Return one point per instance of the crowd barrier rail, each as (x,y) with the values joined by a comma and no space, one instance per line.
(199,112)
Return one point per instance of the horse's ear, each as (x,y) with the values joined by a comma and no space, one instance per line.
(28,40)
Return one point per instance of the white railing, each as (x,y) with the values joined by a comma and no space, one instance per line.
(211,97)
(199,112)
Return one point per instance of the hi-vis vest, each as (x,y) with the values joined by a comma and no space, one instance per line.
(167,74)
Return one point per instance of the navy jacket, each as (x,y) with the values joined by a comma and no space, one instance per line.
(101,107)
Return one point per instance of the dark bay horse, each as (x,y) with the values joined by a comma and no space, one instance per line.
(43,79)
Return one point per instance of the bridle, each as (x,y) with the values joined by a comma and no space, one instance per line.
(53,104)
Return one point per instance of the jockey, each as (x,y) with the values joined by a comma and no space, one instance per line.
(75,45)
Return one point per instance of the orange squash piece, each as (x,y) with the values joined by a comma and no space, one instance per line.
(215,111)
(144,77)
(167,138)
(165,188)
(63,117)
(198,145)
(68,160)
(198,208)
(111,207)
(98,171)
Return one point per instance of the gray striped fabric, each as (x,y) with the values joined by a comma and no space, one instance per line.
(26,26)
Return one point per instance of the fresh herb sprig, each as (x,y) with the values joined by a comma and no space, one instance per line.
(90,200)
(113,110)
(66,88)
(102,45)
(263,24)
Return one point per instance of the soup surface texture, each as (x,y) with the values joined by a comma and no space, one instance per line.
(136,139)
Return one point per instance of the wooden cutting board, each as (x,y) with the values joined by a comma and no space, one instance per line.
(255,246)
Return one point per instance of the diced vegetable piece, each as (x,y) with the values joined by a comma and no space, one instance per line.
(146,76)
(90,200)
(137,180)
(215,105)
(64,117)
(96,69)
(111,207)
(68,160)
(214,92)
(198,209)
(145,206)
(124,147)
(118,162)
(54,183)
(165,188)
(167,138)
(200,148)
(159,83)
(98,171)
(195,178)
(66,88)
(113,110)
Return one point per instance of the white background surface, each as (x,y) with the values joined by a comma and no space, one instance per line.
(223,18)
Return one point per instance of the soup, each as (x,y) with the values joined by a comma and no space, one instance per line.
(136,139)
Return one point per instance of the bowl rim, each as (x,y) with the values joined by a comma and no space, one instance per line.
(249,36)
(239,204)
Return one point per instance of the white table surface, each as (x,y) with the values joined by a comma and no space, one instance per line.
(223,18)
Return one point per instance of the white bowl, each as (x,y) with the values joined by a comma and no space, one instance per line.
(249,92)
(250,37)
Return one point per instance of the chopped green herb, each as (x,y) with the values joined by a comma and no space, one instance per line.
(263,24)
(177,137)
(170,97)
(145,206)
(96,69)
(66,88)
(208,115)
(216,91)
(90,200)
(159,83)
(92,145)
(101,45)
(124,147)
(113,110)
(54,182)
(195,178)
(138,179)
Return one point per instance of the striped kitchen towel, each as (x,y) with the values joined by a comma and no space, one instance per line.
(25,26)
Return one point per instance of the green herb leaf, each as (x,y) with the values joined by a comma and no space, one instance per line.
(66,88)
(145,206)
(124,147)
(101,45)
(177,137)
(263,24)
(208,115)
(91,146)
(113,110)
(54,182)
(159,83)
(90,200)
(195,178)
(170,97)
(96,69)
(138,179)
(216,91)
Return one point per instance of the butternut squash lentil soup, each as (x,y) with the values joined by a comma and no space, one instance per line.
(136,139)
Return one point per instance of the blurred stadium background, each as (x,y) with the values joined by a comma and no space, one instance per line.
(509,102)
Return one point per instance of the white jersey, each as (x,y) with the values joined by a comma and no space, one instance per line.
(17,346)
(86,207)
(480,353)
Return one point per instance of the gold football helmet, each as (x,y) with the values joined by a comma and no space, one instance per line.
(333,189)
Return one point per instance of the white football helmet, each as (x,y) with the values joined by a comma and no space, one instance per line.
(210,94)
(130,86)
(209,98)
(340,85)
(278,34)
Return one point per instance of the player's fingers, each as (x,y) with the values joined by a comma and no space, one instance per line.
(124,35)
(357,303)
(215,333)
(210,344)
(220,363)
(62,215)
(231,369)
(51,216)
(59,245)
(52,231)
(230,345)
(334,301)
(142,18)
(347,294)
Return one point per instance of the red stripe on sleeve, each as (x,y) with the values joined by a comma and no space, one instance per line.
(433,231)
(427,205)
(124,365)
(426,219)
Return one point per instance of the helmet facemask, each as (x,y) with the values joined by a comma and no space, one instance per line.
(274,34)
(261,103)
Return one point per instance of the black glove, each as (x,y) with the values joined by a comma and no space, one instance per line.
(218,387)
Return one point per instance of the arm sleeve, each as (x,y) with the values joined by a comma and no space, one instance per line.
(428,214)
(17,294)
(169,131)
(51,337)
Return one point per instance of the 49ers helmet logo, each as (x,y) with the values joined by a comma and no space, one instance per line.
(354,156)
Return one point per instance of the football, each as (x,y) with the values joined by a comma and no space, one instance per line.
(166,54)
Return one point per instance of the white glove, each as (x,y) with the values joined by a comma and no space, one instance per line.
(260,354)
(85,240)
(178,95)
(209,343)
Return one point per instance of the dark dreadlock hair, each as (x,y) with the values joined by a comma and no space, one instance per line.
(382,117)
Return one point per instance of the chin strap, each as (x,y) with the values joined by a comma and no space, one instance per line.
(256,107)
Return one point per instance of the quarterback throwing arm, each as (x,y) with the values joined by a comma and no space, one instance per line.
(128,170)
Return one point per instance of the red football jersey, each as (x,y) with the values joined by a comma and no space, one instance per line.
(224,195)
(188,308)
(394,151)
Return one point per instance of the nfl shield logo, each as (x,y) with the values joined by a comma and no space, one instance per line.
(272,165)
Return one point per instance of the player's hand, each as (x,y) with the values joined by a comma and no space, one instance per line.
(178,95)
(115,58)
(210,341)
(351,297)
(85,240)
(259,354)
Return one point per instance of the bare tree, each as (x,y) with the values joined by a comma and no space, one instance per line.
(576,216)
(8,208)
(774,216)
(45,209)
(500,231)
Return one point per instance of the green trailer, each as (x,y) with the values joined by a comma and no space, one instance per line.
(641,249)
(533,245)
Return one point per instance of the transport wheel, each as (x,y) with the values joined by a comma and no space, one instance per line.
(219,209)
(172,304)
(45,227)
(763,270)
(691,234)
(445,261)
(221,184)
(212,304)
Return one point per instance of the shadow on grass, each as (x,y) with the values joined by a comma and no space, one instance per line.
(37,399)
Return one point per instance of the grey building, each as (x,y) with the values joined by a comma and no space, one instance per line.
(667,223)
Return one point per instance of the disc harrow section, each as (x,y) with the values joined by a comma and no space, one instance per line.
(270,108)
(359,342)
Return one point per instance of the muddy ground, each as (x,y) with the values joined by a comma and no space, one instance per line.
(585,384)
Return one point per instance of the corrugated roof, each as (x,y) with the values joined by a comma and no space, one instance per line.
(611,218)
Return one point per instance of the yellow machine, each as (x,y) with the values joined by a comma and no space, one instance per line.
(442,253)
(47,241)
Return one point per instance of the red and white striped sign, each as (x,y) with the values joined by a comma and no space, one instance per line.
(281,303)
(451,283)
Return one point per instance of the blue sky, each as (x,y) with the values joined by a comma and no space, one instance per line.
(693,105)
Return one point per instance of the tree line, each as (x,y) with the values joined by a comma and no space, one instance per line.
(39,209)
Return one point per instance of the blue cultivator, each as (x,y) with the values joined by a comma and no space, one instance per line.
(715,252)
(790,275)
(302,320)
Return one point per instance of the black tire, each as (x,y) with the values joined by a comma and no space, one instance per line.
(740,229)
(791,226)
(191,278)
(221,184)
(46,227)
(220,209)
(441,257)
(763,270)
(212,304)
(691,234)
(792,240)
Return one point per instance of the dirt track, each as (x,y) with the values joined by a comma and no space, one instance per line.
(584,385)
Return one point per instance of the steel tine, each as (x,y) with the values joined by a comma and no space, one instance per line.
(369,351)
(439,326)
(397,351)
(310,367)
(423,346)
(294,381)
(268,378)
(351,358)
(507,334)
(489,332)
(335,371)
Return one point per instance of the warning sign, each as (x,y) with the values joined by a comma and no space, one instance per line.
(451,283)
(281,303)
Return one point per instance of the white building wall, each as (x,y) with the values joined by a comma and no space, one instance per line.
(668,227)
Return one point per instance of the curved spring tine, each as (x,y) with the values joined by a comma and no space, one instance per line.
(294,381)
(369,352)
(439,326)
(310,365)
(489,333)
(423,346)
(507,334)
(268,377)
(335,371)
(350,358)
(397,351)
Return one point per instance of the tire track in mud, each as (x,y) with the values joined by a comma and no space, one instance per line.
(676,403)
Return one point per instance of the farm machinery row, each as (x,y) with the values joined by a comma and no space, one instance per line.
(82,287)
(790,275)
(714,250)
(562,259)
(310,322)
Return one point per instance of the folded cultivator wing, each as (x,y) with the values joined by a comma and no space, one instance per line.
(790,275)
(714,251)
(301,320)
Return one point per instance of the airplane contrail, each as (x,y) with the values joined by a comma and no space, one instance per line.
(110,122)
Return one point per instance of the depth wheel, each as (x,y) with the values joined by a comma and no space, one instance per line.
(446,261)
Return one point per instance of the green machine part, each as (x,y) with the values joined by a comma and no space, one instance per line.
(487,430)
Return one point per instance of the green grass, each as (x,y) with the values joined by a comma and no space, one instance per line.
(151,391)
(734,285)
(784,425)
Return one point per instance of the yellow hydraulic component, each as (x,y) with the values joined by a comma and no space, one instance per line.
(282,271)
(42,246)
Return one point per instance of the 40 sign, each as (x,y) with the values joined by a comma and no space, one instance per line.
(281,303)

+---+

[YOUR TASK]
Starting with the line containing "Return one point per instance of the airplane" and going on through the end of the listing, write those lines again with "depth wheel" switched to "gauge wheel" and everything else left as it is.

[EXERCISE RESULT]
Return one point per instance of the airplane contrail, each as (x,y) with the values joined by a comma and no space, one instance per line.
(110,122)
Return one point per instance of the gauge wheel, each as (x,y) with the values joined by a comma and no space, one instance per line.
(446,261)
Return one point per instance of the green machine part, each as (x,y) with the values joined by a comma and no space, one instance per line.
(487,430)
Return one point per instance of the green grass, each as (x,y) with the values joined by a comma and no space, one instance per line.
(151,391)
(734,285)
(784,425)
Return one point per instance of the yellow hydraulic component, each as (x,y) with the values joined by a comma and no space, one instance per line.
(282,271)
(42,246)
Return one point per instance of the 40 sign, each as (x,y) with the values joined by a comma and no space, one instance per line.
(281,303)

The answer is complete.